About this exercise
When "basket" occurs in a line of the material, copy that line.

Input records

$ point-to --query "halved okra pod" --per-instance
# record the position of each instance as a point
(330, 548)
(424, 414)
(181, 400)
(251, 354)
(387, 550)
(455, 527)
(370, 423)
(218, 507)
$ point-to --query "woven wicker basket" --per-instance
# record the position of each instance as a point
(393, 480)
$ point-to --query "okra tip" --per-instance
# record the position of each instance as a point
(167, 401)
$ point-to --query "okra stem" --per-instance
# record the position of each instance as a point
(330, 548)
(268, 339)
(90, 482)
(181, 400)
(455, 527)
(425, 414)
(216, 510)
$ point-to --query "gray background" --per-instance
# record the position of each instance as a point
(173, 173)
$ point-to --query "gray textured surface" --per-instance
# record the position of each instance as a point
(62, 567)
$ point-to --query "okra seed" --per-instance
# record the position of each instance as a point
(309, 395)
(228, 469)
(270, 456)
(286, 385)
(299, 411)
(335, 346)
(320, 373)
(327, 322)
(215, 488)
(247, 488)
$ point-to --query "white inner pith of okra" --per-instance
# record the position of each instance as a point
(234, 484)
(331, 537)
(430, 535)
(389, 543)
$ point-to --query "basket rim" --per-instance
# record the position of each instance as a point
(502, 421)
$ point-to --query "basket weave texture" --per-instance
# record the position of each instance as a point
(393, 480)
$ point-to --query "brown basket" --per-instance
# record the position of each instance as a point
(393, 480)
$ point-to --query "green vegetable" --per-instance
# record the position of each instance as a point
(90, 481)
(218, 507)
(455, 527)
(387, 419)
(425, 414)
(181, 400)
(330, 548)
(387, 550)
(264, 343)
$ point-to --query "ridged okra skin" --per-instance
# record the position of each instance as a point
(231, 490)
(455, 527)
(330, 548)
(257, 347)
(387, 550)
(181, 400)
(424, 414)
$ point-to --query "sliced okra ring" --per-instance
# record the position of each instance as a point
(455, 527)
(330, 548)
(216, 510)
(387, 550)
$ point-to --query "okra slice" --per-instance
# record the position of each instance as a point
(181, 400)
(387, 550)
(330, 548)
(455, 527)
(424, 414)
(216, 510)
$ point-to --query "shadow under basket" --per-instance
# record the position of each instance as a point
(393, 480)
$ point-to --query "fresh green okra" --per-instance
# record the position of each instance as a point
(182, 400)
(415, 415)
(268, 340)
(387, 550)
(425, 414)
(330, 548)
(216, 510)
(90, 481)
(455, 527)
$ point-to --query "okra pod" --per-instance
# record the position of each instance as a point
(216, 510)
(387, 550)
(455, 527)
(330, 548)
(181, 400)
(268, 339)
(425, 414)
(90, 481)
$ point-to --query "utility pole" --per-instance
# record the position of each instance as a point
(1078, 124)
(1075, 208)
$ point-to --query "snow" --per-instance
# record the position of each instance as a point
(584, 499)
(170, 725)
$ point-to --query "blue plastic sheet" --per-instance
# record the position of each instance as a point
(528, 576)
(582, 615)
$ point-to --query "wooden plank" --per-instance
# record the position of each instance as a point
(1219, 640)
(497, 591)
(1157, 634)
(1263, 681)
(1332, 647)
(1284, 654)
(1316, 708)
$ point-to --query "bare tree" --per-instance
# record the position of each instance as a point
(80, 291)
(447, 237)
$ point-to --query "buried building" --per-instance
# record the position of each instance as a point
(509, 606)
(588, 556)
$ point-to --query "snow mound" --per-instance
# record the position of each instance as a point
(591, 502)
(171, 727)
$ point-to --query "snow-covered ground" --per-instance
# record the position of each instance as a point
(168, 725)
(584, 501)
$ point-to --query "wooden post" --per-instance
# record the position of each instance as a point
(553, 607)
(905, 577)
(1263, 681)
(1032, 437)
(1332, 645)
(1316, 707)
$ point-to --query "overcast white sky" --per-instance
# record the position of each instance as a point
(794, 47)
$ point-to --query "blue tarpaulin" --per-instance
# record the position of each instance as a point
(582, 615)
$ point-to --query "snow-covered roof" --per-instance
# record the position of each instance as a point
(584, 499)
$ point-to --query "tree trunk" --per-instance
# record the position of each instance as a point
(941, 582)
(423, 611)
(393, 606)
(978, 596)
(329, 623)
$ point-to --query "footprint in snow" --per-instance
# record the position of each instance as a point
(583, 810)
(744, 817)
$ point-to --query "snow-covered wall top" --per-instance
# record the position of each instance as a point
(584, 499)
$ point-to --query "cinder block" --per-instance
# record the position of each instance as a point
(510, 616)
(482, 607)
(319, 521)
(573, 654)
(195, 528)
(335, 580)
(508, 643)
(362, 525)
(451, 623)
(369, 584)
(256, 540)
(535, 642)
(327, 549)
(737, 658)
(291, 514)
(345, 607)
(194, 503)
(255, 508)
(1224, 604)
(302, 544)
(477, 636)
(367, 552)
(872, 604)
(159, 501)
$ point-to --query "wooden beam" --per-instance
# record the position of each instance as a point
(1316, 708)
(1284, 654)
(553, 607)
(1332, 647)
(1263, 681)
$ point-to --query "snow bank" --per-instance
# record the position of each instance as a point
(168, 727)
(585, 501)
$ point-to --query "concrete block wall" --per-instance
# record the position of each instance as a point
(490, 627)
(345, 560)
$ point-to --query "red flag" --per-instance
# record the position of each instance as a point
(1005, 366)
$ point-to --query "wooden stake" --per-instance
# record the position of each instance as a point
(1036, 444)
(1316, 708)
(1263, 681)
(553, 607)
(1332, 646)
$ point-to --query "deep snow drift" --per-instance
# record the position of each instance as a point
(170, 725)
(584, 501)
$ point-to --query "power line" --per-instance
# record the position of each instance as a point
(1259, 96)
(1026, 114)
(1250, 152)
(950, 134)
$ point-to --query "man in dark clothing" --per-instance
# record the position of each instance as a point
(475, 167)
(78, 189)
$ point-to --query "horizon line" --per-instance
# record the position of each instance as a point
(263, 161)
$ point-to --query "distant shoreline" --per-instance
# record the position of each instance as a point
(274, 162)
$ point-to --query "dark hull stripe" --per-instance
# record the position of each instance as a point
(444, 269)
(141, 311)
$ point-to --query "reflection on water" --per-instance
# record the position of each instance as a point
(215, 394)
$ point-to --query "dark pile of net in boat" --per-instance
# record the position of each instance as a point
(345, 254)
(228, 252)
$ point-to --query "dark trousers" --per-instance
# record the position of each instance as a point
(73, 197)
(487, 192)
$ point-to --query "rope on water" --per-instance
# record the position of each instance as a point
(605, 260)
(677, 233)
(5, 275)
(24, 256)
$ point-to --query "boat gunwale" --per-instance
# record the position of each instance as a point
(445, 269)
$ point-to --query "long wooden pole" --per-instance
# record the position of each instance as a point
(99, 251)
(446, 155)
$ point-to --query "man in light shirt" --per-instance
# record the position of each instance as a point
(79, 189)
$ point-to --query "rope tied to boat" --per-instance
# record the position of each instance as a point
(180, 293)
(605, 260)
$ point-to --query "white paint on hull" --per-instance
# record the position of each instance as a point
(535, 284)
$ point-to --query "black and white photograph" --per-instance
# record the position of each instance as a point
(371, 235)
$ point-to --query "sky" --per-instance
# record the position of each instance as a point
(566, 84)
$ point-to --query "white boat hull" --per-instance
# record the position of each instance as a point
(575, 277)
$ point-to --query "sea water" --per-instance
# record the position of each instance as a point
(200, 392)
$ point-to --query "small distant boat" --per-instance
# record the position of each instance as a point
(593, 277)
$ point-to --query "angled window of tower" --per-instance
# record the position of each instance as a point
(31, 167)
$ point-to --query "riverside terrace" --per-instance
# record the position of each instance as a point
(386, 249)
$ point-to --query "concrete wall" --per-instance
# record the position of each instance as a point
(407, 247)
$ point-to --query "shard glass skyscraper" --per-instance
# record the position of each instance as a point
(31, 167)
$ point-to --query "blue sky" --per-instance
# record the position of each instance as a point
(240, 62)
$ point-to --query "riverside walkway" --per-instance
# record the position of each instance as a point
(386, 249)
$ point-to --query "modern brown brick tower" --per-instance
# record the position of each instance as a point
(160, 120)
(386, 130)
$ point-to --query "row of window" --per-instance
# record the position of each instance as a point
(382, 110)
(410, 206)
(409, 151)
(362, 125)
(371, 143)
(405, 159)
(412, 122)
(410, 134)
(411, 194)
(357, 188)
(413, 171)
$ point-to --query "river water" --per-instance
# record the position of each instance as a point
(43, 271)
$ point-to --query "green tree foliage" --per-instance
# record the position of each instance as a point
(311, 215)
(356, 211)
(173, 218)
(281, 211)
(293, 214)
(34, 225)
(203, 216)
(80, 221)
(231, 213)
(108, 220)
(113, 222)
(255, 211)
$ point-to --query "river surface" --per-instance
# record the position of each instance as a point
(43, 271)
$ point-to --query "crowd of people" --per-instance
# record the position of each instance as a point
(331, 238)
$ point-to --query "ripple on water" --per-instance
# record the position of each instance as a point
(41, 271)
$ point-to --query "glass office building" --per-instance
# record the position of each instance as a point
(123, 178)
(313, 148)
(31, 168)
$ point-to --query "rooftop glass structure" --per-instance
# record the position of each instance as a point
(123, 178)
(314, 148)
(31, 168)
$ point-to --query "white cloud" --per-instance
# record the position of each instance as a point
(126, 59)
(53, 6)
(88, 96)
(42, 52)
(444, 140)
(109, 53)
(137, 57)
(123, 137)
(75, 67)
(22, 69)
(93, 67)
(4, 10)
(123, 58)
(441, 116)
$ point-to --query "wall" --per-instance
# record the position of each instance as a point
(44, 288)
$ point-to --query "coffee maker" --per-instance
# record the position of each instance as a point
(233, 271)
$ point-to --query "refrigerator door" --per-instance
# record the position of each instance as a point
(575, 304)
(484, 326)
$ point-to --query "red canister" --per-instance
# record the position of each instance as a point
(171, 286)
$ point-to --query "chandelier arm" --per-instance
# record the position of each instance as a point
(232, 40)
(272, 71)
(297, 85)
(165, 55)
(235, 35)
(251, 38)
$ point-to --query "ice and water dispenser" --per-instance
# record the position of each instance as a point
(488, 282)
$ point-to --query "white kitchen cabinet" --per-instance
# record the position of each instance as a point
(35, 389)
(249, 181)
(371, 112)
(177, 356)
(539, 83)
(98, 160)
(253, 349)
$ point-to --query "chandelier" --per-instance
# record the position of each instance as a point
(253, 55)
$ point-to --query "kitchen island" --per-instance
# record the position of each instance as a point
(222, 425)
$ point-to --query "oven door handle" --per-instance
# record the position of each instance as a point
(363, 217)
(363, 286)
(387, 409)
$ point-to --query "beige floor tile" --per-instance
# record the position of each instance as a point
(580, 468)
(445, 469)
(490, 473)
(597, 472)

Written response
$ point-to --query "woven wicker basket" --per-instance
$ point-to --query "basket rim" --per-instance
$ point-to --query "basket weave texture" --per-instance
$ point-to --query "brown basket" --per-instance
$ point-to --query "shadow under basket" --per-instance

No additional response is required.